■ **PAGE TEXT**
-*-*-

The maneki-neko (招き猫, lit. 'beckoning cat'), or "lucky cat", is commonly depicted as a figurine, often believed to bring good luck to the owner. It is typically depicted as a calico Japanese Bobtail holding a koban coin, with a paw raised in a Japanese beckoning gesture. The figurines are often displayed in shops, restaurants, pachinko parlors, laundromats, bars, casinos, hotels, nightclubs, and other businesses, generally near the entrance.

===Nekomata===

Nekomata (original form: 猫また, later forms: 猫又, 猫股, 猫胯) refers either to a type of cat yōkai that lives in mountain areas, or to domestic cats that have grown old and transformed into yōkai.

-*-*-

■ **THE DATA**
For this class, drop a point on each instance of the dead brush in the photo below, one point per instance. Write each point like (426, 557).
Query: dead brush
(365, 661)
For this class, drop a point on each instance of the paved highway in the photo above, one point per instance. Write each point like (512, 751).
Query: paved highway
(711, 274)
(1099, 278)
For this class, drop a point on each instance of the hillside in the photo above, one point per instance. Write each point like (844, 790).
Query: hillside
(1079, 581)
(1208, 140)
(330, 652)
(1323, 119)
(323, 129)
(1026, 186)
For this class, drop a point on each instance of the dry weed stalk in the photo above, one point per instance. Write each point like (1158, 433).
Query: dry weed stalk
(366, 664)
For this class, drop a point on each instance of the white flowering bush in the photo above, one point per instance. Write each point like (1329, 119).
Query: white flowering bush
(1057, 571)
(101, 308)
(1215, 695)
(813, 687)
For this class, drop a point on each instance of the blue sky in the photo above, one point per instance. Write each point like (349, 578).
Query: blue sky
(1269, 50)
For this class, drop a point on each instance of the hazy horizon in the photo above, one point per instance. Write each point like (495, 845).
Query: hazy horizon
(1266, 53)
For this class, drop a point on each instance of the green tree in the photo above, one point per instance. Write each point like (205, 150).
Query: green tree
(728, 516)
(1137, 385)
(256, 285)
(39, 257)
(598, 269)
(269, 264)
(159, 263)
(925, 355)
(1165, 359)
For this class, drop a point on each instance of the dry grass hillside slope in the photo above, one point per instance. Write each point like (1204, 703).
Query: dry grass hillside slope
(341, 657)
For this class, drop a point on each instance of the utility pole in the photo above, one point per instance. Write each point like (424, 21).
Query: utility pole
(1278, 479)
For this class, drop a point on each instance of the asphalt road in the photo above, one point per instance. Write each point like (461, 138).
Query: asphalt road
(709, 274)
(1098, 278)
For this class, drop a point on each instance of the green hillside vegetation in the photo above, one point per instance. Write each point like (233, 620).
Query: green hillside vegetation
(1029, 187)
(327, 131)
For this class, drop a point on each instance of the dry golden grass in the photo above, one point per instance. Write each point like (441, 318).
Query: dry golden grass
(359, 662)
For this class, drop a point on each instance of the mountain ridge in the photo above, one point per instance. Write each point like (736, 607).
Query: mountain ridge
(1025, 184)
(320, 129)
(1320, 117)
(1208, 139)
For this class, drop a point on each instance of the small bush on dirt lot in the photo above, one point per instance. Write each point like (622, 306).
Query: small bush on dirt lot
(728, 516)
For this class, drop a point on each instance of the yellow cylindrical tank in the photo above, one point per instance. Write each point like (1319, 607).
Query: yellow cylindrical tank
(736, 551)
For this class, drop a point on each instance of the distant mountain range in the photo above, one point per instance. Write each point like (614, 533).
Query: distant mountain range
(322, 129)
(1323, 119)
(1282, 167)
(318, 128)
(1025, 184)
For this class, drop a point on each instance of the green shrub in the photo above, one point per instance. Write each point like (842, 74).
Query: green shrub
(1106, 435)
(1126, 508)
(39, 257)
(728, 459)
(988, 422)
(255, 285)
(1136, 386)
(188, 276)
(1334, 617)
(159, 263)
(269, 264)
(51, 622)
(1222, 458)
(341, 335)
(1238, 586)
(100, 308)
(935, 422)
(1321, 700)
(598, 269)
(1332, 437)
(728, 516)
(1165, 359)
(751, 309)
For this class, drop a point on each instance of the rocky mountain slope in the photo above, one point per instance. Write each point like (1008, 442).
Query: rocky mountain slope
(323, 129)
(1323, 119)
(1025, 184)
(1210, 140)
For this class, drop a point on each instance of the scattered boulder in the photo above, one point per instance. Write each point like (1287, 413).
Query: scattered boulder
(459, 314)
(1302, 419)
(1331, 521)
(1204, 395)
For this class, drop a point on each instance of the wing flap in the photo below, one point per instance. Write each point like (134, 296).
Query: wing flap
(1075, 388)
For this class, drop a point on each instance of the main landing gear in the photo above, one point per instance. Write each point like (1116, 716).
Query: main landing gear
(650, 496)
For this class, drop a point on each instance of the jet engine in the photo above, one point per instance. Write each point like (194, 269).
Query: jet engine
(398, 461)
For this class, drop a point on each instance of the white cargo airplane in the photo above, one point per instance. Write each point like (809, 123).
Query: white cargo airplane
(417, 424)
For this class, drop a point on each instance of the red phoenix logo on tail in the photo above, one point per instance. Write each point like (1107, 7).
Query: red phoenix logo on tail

-*-*-

■ **TASKS FOR THIS EXERCISE**
- a) In the passage on the maneki-neko and nekomata, how does the literal meaning of "maneki-neko" fit the way the figurine is typically depicted? Answer in one to three sentences.
- b) Resume the passage on the maneki-neko and nekomata after its final sentence.

■ **RESULTS**
- a) "Maneki-neko" literally means "beckoning cat." The figurine is typically shown with a paw raised in a Japanese beckoning gesture.

- b)
==In film==

"Monster cat" or "ghost cat" films (kaibyō eiga or bake neko mono) are a subgenre of Japanese horror films featuring kaibyō, derived primarily from the repertoire of kabuki theatre. The subgenre first gained popularity prior to World War II; its popularity declined after the war, arguably because Japanese audiences no longer believed in or feared such entities. However, the subgenre experienced a resurgence of popularity in the 1950s and 1960s due to actress Takako Irie appearing in "monster cat" film roles. Films featuring depictions of kaibyō include:
- Arima Neko (1937)
- The Ghost Cat and the Mysterious Shamisen (1938)
- Ghost Cat of Nabeshima (1949)
- Ghost of Saga Mansion (1953)
- Ghost-Cat of Arima Palace (1953)
- Ghost Cat of the Okazaki Upheaval (1954)
- The Ghost Cat of Ouma Crossing (1954)
- Ghost-Cat of Gojusan-Tsugi (1956)
- Ghost Cat of Yonaki Swamp (1957)
- Ghost-Cat Wall of Hatred (1958)
- Black Cat Mansion (1958)
- The Ghost Cat of Otama Pond (1960)
- Kuroneko (1968)
- The Ghost-Cat Cursed Pond (1968)
- Blind Woman's Curse (1970)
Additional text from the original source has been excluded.